> **SEITENAUSZUG**:
"Kulturkrieg": Wie Putins Kirche den Westen bekämpft
Dass mit der russisch-orthodoxen Kirche eine christliche Kirche im Ukraine-Konflikt Kriegsherr Wladimir Putin unterstützt, sorgt im Westen für Entsetzen. Doch auch in westlichen Kirchen gibt es radikale Strömungen, die sich mit den Russisch-Orthodoxen global vernetzen. Wer zu diesen Netzwerken gehört und wie gefährlich sie sind, erklärt Religionssoziologin Kristina Stoeckl von der Universität Innsbruck im KURIER. Sie hat seit 2016 intensiv zur „globalen christlichen Rechten“ geforscht.
KURIER: Überrascht es Sie, dass die russisch-orthodoxe Kirche Putins Angriffskrieg gutheißt?
Kristina Stoeckl: Nein. Das Moskauer Patriarchat pflegt ein sehr enges Verhältnis zum Staat und zur Regierung von Wladimir Putin. Die orthodoxe Kirche unterstützt das Bestreben Putins, die Ukraine wieder unter die russische Einflusssphäre zu bringen.
Wie kann eine christliche Kirche heute territoriales Anspruchsdenken haben?
Das Moskauer Patriarchat ist immer schon der Ansicht, dass die Ukraine ihr kanonisches Territorium ist, dass die Kirchen und Gläubigen in der Ukraine unter Moskaus Verwaltung und geistlicher Führerschaft stehen sollten. In der Ukraine ist es 2018 zur Neugründung einer unabhängigen orthodoxen Kirche gekommen. Das Moskauer Patriarchat hat diesen Schritt nicht akzeptiert und erachtet diese Kirche als abtrünnig und feindlich. Sie interpretiert das als Verlust ihres eigenen kanonischen Territoriums.
Welche Werte vertritt die russisch-orthodoxe Kirche?

> **ENTNOMMENE EINTRÄGE**:
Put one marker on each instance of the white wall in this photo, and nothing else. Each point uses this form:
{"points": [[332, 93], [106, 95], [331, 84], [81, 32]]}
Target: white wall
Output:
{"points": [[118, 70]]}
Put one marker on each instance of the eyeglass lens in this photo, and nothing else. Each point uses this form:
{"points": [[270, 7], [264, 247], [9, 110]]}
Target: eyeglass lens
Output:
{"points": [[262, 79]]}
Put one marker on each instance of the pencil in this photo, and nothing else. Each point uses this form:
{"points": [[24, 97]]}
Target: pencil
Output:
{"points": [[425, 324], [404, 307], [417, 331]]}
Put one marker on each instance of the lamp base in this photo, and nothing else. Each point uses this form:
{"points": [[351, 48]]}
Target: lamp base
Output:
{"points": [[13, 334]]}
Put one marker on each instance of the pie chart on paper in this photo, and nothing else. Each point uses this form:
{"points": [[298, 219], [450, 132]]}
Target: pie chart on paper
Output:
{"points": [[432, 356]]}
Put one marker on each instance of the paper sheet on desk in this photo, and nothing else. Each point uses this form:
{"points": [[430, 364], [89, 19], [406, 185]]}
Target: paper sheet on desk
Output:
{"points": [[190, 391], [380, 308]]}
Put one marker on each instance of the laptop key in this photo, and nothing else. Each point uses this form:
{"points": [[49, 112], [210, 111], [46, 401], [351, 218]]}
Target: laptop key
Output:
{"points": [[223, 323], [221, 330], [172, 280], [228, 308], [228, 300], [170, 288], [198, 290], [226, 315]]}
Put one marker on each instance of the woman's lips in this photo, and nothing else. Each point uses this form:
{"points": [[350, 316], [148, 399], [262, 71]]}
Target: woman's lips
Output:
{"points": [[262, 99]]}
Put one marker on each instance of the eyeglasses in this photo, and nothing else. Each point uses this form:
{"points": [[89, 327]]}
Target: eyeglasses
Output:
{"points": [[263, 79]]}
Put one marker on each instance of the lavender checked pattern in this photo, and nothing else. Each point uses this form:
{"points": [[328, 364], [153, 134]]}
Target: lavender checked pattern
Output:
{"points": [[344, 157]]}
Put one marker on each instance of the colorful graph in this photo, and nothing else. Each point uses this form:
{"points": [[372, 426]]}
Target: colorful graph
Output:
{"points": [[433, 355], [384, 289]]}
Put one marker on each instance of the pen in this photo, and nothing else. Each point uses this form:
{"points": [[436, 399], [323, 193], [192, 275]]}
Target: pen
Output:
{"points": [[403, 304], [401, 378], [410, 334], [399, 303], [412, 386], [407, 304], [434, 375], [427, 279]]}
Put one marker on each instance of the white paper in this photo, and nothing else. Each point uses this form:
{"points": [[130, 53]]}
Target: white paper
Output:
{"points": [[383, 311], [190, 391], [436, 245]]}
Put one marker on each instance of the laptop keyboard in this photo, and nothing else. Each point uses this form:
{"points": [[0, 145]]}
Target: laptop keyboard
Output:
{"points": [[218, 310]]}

> **KURZE AUFGABE 1**: Welche Fragen stellt der KURIER im Interview über die russisch-orthodoxe Kirche? Gib alle im Wortlaut an.
> **KURZE AUFGABE 2**: Schreibe das Interview über die russisch-orthodoxe Kirche im Anschluss an seine letzte Zeile weiter.

> **ERWARTETE AUSGABE 1**:
- Überrascht es Sie, dass die russisch-orthodoxe Kirche Putins Angriffskrieg gutheißt?
- Wie kann eine christliche Kirche heute territoriales Anspruchsdenken haben?
- Welche Werte vertritt die russisch-orthodoxe Kirche?

> **ERWARTETE AUSGABE 2**:
Die Kirche macht sich für „traditionelle Werte“ stark. Das klingt nach alten Überlieferungen, dabei ist der Begriff in der aktuellen kirchlichen Verwendung neu. In Russland wird er seit circa 20 Jahren sowohl in der Kirche als auch in der Politik verwendet und steht für Werte wie den starken Staat, traditionelle Familienbilder und Geschlechterrollen. Er meint auch die Ablehnung westlicher, liberaler Werte wie Nichtdiskriminierung aufgrund sexueller Orientierung oder Herkunft. Auch Putin spricht davon, dass Russland für diese traditionellen Werte steht. Somit sehen sich Russland und die russisch-orthodoxe Kirche als Verteidiger traditioneller christlicher Werte gegen einen säkularen, liberalen Westen.
Hat die russisch-orthodoxe Kirche mit dieser Haltung Verbündete im Westen?
Ja, diese militante Verteidigung konservativer Werte kommt bei erzkatholischen Gruppen in Europa und Amerika sowie bei amerikanischen Evangelikalen gut an. Konservative Aktivisten besprechen bei Treffen wie dem Weltfamilienkongress 2017 in Budapest, wie Säkularismus und liberale Werte eingedämmt werden können. Diese Kontakte gibt es seit Mitte der 90er. Sie haben sich seither intensiviert und dazu geführt, dass sich die russisch-orthodoxe Kirche nicht mehr nur als Gegnerin des Westens sieht, sondern als Mitstreiterin in einem Konflikt, den es im Westen gibt. Ein Konflikt zwischen einer konservativen und einer liberal-progressiven gesellschaftlichen Einstellung – ein Kulturkrieg.
Von welchen Parteien wird dieses Netzwerk in Europa unterstützt?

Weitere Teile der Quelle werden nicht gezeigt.